DATASET EXCERPTS:
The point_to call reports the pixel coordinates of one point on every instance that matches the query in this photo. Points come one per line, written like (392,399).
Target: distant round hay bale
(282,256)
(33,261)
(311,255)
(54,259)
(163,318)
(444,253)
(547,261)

OBJECTIVE:
Copy the material above line for line, keeping every character unchanged.

EXERCISE RESPONSE:
The point_to call reports the pixel coordinates of one point on every instance that matches the query in this photo. Points come one per line, written like (392,399).
Target: distant round hay bale
(282,256)
(33,261)
(311,255)
(54,259)
(163,318)
(444,253)
(547,261)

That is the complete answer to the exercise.